*How to complete this task:* The string "flat" appears in some lines of the entries that follow; copy each such line.

*Data to use:*
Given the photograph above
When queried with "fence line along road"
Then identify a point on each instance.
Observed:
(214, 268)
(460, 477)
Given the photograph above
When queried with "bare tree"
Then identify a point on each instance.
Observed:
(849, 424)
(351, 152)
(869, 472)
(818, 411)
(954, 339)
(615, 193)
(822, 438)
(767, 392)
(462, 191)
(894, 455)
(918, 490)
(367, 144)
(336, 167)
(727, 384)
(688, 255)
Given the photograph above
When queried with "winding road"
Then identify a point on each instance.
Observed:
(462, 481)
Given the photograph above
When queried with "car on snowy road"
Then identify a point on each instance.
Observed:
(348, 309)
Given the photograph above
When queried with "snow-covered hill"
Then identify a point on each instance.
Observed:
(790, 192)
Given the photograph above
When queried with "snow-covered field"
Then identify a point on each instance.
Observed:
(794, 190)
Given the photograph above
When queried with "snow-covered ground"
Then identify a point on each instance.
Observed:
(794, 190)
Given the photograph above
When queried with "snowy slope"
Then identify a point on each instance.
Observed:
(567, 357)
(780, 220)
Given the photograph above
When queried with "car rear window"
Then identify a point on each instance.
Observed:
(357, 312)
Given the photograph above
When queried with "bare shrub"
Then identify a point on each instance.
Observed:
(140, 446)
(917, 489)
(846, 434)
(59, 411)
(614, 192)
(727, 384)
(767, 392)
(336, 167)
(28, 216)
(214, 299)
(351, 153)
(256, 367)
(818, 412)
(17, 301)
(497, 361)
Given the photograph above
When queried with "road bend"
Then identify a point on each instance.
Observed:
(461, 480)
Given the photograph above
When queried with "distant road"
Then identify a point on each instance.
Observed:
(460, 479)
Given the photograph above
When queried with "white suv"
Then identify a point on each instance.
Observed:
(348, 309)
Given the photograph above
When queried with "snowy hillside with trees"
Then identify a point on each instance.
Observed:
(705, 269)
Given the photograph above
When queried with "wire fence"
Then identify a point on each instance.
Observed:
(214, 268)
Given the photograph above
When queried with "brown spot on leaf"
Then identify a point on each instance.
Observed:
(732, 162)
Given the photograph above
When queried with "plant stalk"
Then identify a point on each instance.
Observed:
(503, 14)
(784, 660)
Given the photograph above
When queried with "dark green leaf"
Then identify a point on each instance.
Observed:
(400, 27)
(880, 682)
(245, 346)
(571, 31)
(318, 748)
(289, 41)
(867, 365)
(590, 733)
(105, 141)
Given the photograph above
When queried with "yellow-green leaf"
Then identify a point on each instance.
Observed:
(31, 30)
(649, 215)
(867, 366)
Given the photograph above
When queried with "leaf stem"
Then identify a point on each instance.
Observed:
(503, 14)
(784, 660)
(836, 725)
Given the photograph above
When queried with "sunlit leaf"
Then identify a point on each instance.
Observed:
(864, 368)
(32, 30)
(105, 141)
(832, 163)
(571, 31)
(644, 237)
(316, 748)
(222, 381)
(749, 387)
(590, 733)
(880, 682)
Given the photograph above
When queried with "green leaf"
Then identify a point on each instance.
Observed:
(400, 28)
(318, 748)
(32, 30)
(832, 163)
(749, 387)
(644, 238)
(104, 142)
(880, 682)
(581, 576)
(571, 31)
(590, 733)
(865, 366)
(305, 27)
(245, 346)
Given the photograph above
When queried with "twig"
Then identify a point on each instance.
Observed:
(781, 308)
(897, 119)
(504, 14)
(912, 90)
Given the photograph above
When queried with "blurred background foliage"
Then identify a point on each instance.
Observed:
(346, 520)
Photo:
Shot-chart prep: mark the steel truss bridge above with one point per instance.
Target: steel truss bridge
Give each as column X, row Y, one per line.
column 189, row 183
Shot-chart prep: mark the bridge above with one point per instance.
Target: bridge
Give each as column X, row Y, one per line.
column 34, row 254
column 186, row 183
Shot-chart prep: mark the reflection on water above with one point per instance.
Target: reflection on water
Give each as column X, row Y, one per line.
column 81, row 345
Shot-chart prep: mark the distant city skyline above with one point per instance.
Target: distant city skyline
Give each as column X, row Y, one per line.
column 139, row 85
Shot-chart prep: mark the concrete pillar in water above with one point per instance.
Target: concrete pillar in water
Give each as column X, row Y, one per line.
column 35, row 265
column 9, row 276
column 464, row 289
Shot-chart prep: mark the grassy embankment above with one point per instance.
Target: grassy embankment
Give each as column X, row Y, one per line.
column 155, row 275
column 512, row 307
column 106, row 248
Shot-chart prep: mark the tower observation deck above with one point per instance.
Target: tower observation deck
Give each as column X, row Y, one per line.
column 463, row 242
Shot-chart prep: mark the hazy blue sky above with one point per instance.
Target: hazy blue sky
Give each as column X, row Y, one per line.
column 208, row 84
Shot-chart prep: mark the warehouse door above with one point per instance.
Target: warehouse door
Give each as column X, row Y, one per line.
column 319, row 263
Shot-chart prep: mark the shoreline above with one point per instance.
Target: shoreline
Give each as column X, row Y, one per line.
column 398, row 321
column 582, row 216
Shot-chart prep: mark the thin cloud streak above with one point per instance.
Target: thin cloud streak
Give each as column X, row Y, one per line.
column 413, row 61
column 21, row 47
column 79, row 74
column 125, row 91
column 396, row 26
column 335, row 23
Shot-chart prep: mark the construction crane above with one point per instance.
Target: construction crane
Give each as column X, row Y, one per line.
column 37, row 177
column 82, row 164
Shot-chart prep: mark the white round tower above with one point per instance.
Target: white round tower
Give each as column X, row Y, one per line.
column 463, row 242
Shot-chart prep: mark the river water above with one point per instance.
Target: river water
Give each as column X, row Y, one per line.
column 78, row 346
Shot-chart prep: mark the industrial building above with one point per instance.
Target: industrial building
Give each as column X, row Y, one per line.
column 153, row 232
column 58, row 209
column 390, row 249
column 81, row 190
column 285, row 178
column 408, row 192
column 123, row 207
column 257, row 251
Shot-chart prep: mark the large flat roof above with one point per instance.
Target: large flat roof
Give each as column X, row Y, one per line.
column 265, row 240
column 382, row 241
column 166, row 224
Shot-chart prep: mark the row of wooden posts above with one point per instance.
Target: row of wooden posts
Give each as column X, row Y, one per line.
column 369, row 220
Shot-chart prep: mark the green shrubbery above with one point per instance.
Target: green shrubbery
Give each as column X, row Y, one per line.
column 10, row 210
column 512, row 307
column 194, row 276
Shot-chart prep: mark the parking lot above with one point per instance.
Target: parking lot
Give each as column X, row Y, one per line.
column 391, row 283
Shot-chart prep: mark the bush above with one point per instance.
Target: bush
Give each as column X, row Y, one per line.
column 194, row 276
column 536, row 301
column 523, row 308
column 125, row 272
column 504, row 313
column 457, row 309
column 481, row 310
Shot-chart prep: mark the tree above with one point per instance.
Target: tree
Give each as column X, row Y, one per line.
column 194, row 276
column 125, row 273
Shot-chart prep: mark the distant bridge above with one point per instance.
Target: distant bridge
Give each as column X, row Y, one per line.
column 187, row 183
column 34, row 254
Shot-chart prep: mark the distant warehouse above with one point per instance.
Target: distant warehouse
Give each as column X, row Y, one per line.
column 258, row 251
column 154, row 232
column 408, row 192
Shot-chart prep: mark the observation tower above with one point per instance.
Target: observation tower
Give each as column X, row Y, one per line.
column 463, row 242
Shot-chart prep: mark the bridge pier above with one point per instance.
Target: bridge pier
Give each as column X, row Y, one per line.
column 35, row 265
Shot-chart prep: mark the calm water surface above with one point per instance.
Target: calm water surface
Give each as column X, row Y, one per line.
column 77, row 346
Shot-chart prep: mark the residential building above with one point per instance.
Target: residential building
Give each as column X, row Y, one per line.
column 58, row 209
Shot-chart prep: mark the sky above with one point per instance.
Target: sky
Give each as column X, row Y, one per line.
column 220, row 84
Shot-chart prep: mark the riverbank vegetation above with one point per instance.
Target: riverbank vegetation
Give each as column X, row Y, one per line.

*Expected output:*
Shot-chart prep: mark the large flat roof above with one point per instance.
Target: large flat roof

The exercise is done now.